START DOCUMENT TEXT

The letter went on to ask the WHO to probe the lab at Fort Detrick, and to investigate research carried out by University of North Carolina professor Ralph Baric, suggesting that “if some parties are of the view that the "lab leak" hypothesis remains open, it is the labs of Fort Detrick and the University of North Carolina in the U.S. that should be subject to transparent investigation with full access.”

Chen accompanied his letter with an online petition signed by over 25 million Chinese nationals demanding an investigation into Fort Detrick, as well as two documents, entitled “Doubtful Points About Fort Detrick” and “Coronavirus Research Conducted by Dr. Ralph Baric’s Team at the University of North Carolina".

The latter document, published in full by Xinhua, calls into question U.S. epidemiologist Dr. Ralph Baric’s work into coronaviruses, including gain-of-function research, and points to his team’s research into synthesizing and modifying SARS-related coronaviruses going back to at least 2003, including bat-related coronaviruses, since at least 2008.

Meanwhile, Fu Cong, director-general of the Chinese Foreign Ministry’s department of arms control and disarmament, commented during a press briefing on Chen’s letter, suggesting that “the international community has long been seriously concerned about Fort Detrick,” and pointing to the facility’s “advanced capabilities to synthesize and modify SARS-related coronaviruses as early as 2003.”

Fu pointed to “multiple” alleged biological safety-related accidents taking place at the institute, including the mysterious July 2019 shutdown, after which “outbreaks of respiratory diseases sharing similar symptoms of COVID-19” began to be reported “in the communities near Fort Detrick.”

Earlier this month, China rejected a push by the WHO to continue its investigation into COVID-19’s origins at the Wuhan lab, citing their support for "scientific, not politicized" theories on the virus’s roots. On 12 August, the world health authority called on Beijing to share raw data on the earliest cases of Covid.

US President Joe Biden, who spent the 2020 campaign dismissing then-president Donald Trump’s claims on Covid’s Wuhan potential man-made origins, reversed course and ordered a probe into how the virus may have spread to humans in May, giving intelligence agencies until the end of August to put a report on his desk. Chinese media have accused Washington of using “second-hand, unreliable evidence to compile a report that tries to smear China,” while officials in Beijing continue to support the original WHO-China joint study, which concluded that a leak from the Wuhan lab was “highly unlikely”.

END DOCUMENT TEXT

TASK DETAILS:
Answer from the Fort Detrick text:
(a) How many Chinese nationals signed the online petition that accompanied Chen's letter?
(b) According to Fu Cong, what began to be reported after the July 2019 shutdown, and where?
(c) On what date did the WHO call on Beijing to share raw data on the earliest Covid cases?

START RECORDS PROVIDED

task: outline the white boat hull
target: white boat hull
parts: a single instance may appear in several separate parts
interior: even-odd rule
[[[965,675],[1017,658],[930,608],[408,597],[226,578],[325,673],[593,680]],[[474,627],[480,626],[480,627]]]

END RECORDS PROVIDED

FINAL ANSWER:
(a) Over 25 million.
(b) Outbreaks of respiratory diseases sharing similar symptoms of COVID-19, in the communities near Fort Detrick.
(c) 12 August.